[Exercise brief] Please copy out the entries below, substituting "image" for every "photograph" and leaving everything else unchanged.

[Data supplied]
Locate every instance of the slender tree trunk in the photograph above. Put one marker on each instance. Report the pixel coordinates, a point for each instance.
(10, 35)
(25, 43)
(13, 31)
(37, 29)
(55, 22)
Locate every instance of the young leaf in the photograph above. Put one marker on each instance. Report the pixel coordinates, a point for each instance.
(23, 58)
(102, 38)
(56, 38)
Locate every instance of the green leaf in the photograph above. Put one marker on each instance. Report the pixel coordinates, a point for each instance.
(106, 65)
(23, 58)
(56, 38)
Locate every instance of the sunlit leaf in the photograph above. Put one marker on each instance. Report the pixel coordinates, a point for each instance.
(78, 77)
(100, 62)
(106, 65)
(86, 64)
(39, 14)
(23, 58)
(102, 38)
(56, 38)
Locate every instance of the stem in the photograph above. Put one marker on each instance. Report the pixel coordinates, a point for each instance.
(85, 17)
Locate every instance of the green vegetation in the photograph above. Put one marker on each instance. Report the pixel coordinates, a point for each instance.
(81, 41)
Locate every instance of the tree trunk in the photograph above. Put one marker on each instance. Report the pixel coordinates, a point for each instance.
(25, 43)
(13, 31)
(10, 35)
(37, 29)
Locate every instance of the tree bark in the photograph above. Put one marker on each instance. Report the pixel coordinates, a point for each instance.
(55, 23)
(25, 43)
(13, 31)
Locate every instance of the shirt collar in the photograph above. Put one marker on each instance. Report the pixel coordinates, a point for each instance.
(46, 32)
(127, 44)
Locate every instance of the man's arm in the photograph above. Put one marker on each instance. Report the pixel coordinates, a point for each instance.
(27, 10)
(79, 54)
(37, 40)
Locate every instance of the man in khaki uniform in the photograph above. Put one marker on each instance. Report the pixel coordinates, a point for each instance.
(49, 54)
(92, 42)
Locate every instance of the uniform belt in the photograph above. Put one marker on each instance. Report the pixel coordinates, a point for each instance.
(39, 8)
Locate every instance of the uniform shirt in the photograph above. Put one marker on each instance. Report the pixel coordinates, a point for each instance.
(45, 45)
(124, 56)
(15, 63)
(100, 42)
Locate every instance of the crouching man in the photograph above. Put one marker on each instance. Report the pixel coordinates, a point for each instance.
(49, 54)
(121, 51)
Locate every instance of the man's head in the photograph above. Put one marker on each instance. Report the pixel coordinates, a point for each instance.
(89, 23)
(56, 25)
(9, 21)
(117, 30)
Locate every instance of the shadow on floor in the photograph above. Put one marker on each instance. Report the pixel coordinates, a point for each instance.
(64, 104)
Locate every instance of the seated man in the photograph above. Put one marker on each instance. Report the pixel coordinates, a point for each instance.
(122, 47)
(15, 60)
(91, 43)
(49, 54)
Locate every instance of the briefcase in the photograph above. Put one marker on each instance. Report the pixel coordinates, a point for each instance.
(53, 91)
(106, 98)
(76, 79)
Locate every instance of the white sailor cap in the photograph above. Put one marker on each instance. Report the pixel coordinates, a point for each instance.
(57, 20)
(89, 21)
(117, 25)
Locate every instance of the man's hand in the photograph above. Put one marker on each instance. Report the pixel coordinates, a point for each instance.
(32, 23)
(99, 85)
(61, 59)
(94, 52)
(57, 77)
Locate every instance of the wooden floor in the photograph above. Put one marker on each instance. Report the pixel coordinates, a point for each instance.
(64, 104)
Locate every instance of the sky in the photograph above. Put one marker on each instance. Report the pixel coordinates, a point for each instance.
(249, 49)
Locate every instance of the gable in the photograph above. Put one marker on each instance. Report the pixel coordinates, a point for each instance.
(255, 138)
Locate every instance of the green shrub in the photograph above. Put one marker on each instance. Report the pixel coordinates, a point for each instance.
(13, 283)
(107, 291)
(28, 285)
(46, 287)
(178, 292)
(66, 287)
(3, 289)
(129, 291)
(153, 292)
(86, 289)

[Answer to the problem]
Locate every instance of the slender tree trunk in the image above. Put one marker on each instance. Report the pixel coordinates, a point for each instance.
(10, 35)
(25, 43)
(13, 31)
(37, 29)
(55, 22)
Locate every instance of the young leaf in the image above. Put one marker on each instance. Report the pixel coordinates, a point for each instance.
(23, 58)
(102, 38)
(56, 38)
Locate every instance of the green leaf in the image above. Put one marker on each instance. Report the pixel coordinates, a point for each instance.
(106, 65)
(23, 58)
(56, 38)
Locate every instance of the sunlit leaf in the image above. Put one marker on each instance. Report the pixel coordinates, a point for each instance.
(78, 77)
(100, 62)
(106, 65)
(86, 64)
(39, 14)
(23, 58)
(102, 38)
(56, 38)
Locate every instance of the stem in the image above. Put one marker on each instance. Report the pixel coordinates, a point for each instance.
(85, 17)
Locate every instance of the green vegetation in the image above. Put one marker on each instance. Report the pixel coordinates, a point for each instance.
(81, 41)
Locate every instance of the tree trunk in the image above. Put one marker on each instance. Report the pixel coordinates, a point for each instance.
(25, 43)
(13, 31)
(10, 35)
(37, 29)
Locate every instance of the tree bark in the image above. Put one marker on each instance. Report the pixel coordinates, a point for each instance.
(55, 23)
(25, 43)
(13, 31)
Locate every instance of the shirt collar in the image above. Put one marker on each instance. Report the pixel coordinates, a point for each instance.
(46, 32)
(127, 44)
Locate every instance of the man's arm in the image above. Put one marker on each instance. Report the pixel coordinates, a point for each instance.
(27, 10)
(79, 54)
(37, 40)
Locate every instance of the man in khaki uniform in the image above. Put one marker on each instance. Report the pixel coordinates, a point for each instance.
(49, 54)
(92, 42)
Locate every instance of the uniform belt in the image above. Put one marker on each instance. Report the pixel coordinates, a point for each instance.
(39, 8)
Locate every instance of the uniform shirt in the image above. Put one marker on each instance. Report the pixel coordinates, a point for each instance.
(45, 45)
(124, 56)
(15, 63)
(100, 42)
Locate every instance of the crouching man in the image above. Put one marker on each instance. Report the pixel coordinates, a point for each instance.
(49, 54)
(121, 51)
Locate every instance of the man's head in the image above. Put one marker on each instance. Report the pixel coordinates, a point for each instance.
(89, 23)
(56, 25)
(9, 21)
(117, 30)
Locate every instance of the shadow on floor in the image above. Put one marker on each instance. Report the pixel coordinates, a point for each instance.
(64, 104)
Locate every instance of the seated man in the image above. Put one marker on each instance. Report the pixel coordinates, a point for each instance.
(122, 47)
(15, 60)
(91, 43)
(49, 54)
Locate every instance of the briefcase in the image above. Put one marker on each instance. Report the pixel coordinates, a point for each instance.
(53, 91)
(106, 98)
(76, 79)
Locate every instance of the white sailor cap in the image above. Put one marker on each instance. Report the pixel coordinates, a point for each instance.
(57, 20)
(89, 21)
(117, 25)
Locate every instance of the man's hand in the image above. Put one marker on each instance. Report the pixel coordinates, a point for each instance.
(32, 23)
(99, 85)
(61, 59)
(94, 52)
(57, 77)
Locate every instance of the wooden floor in the image above. Put one marker on each instance. Report the pixel coordinates, a point for each instance.
(64, 104)
Locate every instance of the sky in the image above. Put one marker on each instance. Report the pixel coordinates, a point for each instance.
(249, 49)
Locate every instance of the gable in the image above. Put one marker on each instance. Report the pixel coordinates, a point for each instance.
(255, 138)
Locate every instance of the green shrub in the image above. Put one marker on each instance. Report the pixel coordinates, a point for each instance.
(13, 283)
(107, 291)
(28, 285)
(46, 287)
(178, 292)
(66, 287)
(3, 289)
(129, 291)
(153, 292)
(86, 289)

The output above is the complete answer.